* [Selected text]
★ ★ ★ ★

Snowden graduated from Jefferson College in 1856.

Career
Following his graduation in 1856, he was made register of the United States Mint 7 May 1857.  Politically, Snowden was a Democrat until 1860 when he switched to the Republican party believing that the Democrats' policies were detrimental to the manufacturing interests of the country.

After the American Civil War broke out in 1861, Snowden assisted in raising a regiment of Pennsylvania volunteer infantry and was commissioned Lieutenant colonel.  He was subsequently elected captain of the First City Troop of Philadelphia.

He was elected as a member of the American Philosophical Society in 1873.

Post-war career
Snowden became chief coiner at the Philadelphia Mint on 1 October 1866, and from 1877 to 1879, he served as postmaster of Philadelphia,  Snowden served as the superintendent of the Philadelphia Mint from 1879 to 1885. appointed by President Ulysses S. Grant.  In 1878, he twice declined to serve as director of United States Mint, offered by President Hayes.  In 1879, he became the Chief Executor in the Philadelphia Mint and served in that role until Grover Cleveland's election in 1885.  In 1887, he served as the Marshal of the Centennial celebration of the United States Constitution, which was held in Philadelphia.

He made improvements and inventions relating to coining machinery, and wrote articles on subjects relating to coinage, the great seal of the United States, and other subjects. He was identified with railroads, insurance companies, and other business interests.

Diplomatic career
In 1889, Snowden succeeded Walker Fearn and served simultaneously as the United States Minister to Greece, Romania, and Serbia from 1889 to 1892.  From 1892 to 1893, he served as the United States Minister to Spain, succeeding Edward Burd Grubb, Jr.

Later career
Snowden was the president of the Fairmount Park Commission.  In 1903, he was accused, along with Charles A. Porter, former State Senator, C. Kennedy Crossan, a contractor and Ludwig S. Filbert, of making illegal profits through the Danville Bessemer Company.

★ ★ ★ ★

* [Task statement]
Could you carry on the Snowden biography from its last sentence? The records have nothing to do with the Snowden biography.

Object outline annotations

★ ★ ★ ★

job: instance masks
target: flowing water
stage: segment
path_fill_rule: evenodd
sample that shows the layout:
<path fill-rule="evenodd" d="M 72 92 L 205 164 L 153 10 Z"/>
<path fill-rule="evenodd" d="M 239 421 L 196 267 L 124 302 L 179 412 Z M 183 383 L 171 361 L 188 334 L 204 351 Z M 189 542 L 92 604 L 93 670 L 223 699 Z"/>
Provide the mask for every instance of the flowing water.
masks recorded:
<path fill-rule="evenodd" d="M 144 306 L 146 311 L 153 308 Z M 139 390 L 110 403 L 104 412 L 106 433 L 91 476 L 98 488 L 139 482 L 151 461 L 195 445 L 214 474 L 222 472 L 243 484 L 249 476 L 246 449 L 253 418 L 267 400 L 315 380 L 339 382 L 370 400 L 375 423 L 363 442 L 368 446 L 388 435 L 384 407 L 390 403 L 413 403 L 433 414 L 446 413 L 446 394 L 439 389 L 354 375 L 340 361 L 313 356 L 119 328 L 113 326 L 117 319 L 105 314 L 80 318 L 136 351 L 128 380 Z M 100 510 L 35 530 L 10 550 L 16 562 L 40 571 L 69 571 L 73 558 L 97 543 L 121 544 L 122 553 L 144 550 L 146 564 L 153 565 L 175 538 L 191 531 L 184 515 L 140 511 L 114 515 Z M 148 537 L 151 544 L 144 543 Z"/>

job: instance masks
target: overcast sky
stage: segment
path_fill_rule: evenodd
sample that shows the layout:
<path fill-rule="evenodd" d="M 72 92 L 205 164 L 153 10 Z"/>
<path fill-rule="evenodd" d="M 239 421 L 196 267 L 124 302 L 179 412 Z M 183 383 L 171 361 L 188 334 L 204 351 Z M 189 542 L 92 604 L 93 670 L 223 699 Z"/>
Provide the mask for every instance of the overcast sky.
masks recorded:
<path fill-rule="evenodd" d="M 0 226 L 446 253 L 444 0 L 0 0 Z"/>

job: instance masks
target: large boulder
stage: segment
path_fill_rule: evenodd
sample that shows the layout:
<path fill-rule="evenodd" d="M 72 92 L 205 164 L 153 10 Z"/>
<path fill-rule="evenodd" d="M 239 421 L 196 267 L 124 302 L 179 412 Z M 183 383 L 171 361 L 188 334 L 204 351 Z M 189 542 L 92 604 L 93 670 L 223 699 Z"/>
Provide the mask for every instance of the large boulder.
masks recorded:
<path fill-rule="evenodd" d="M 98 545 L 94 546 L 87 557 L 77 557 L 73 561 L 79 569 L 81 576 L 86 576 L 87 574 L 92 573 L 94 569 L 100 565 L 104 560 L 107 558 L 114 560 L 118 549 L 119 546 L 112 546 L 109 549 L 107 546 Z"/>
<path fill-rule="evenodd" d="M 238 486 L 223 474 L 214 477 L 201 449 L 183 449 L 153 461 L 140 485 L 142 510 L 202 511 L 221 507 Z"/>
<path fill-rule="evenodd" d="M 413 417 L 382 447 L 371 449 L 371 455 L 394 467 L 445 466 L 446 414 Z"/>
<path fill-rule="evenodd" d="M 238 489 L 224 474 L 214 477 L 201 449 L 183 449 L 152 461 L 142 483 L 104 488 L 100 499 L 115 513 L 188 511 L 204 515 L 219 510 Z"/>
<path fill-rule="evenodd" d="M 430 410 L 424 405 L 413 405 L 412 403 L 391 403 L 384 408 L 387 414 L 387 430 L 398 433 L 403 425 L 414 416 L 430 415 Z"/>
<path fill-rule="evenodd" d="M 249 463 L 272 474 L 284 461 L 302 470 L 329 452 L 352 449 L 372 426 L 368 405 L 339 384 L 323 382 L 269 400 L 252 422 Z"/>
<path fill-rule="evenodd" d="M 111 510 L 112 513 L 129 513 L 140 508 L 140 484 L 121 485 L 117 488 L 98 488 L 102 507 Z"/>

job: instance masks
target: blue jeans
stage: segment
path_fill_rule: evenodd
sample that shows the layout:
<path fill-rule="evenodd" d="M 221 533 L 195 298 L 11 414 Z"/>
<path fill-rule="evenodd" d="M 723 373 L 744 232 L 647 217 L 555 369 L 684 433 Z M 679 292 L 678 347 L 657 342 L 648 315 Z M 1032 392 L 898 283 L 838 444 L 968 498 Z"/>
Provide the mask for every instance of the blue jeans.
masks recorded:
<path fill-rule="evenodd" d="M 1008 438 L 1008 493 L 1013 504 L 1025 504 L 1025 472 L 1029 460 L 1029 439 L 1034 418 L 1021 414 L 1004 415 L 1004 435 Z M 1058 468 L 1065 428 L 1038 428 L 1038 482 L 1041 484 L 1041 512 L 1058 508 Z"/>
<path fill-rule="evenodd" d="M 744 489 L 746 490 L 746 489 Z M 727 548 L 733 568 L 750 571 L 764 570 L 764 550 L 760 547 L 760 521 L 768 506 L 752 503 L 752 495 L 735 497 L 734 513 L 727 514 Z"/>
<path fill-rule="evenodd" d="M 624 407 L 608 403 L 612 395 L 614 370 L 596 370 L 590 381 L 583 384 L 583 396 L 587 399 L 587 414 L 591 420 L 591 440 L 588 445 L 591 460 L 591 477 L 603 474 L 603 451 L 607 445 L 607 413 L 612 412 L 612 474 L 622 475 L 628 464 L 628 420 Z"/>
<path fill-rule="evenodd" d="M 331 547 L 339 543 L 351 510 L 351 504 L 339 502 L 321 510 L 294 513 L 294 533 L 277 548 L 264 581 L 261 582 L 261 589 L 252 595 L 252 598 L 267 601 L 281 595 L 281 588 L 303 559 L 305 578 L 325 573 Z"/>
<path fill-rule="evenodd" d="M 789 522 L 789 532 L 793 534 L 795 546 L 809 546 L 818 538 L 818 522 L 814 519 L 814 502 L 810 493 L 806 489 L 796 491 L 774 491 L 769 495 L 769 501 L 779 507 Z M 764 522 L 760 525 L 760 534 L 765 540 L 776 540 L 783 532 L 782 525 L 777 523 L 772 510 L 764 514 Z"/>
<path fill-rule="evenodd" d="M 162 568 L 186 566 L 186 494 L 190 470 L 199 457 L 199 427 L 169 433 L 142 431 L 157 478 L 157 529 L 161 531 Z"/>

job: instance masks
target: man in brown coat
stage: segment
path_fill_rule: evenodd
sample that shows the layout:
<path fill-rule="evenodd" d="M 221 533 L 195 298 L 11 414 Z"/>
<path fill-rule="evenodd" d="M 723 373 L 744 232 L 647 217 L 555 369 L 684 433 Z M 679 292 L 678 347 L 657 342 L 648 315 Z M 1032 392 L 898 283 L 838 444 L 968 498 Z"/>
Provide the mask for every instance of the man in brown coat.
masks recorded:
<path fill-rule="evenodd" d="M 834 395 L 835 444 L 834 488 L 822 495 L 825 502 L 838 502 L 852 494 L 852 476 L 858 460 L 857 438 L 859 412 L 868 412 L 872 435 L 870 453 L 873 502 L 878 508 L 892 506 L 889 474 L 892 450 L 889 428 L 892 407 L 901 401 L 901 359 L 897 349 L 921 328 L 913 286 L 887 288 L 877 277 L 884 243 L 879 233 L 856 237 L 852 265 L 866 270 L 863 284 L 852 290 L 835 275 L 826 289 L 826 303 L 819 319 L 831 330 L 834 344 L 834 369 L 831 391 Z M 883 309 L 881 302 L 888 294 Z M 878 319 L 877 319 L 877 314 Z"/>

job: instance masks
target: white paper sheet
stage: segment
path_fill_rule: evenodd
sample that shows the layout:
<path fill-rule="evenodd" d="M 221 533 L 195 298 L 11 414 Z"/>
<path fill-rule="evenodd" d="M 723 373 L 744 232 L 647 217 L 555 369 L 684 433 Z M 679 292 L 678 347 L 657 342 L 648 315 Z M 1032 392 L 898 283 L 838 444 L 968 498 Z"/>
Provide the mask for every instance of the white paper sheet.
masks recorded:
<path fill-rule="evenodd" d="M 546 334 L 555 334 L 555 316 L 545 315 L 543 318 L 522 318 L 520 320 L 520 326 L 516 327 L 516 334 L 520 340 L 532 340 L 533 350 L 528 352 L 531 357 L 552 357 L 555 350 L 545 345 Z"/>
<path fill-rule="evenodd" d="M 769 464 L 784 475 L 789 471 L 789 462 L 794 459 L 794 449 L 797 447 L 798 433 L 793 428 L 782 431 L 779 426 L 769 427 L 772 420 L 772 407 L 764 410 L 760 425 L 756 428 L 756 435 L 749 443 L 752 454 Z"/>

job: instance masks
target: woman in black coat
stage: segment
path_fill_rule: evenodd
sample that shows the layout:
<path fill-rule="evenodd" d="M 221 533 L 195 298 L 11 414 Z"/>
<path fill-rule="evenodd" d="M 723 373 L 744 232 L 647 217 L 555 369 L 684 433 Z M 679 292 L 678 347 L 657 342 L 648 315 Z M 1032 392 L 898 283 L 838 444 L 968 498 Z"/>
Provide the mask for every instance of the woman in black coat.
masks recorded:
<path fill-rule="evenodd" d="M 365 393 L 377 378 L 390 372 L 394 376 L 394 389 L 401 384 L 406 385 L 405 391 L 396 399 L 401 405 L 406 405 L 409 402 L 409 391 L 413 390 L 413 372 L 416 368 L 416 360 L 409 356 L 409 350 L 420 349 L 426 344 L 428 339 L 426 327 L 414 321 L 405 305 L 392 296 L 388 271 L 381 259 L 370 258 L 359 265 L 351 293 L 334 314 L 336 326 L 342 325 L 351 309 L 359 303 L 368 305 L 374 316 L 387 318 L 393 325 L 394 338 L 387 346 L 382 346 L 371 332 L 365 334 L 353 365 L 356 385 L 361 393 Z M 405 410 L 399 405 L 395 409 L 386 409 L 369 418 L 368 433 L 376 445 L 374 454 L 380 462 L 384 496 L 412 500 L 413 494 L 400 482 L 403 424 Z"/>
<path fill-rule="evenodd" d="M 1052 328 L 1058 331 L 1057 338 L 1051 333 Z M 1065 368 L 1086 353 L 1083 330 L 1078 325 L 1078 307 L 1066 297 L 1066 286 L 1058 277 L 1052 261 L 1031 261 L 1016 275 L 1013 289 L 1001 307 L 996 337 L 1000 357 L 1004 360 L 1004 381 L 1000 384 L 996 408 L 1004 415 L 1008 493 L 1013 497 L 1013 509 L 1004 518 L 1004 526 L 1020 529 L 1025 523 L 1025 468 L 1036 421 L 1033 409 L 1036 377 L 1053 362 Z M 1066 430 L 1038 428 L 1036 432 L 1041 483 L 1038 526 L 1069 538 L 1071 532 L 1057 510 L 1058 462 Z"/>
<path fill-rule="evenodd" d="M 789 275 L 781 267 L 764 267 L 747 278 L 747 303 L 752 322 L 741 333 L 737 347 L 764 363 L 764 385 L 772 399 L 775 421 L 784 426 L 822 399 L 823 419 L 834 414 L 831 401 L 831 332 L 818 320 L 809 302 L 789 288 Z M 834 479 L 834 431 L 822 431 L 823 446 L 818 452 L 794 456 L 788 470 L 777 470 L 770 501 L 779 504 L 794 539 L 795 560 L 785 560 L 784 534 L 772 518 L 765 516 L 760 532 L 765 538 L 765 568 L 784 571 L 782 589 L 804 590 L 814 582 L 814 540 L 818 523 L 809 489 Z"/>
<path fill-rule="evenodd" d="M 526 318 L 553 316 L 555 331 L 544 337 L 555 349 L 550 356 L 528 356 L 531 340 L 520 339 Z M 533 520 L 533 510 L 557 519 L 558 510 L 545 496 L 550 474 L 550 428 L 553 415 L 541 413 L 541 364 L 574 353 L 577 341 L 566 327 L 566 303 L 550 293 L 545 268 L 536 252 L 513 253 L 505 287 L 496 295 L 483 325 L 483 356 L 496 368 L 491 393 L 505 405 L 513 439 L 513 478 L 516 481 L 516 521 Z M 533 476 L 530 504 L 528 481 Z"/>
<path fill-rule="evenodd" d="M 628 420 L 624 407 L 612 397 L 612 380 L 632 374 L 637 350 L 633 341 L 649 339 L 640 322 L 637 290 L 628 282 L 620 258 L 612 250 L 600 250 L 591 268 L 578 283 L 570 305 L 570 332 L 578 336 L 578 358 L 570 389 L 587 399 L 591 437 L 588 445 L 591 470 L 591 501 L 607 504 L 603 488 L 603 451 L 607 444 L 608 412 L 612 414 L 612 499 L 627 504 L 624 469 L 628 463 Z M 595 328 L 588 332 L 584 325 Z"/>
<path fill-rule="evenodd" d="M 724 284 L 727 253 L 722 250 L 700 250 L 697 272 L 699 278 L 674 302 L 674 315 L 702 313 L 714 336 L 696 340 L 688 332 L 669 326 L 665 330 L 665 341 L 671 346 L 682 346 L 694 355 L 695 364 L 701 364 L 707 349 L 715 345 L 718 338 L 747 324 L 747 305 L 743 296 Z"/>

★ ★ ★ ★

* [Response]
Family
On February 16, 1864, Snowden was married to Elizabeth Robinson Smith (1841–1910). Together, they were the parents of:

 Caroline Smith Snowden (1865–1960), who married Stuyvesant Wainwright (1863–1930) in 1889.  They divorced and she married Dr. Carl F. Wolff (1864–1934).
 Mary Buchanan Snowden (b. 1866), who married Frank Samuel in 1887.
 Charles Randolph Snowden (1871–1913), who married Berthe de Pourtales Churchman (1878–1958) in 1899.
 Archibald Loudon Snowden (1878–1878), who died young.

Snowden died on September 7, 1912 in Philadelphia, Pennsylvania after battling a nine-month illness.  He is interred at Laurel Hill Cemetery in the Bridge section, Plots 9 & 10.

Descendants
He was the grandfather of Stuyvesant Wainwright (1891–1975), Snowden Wainwright (b. 1893), Loudon Snowden Wainwright (1898–1942), and Carroll Livingston Wainwright (1899–1967), and great-grandfather of Stuyvesant Wainwright II (1921–2010) and Loudon Wainwright, Jr. (1924–1988).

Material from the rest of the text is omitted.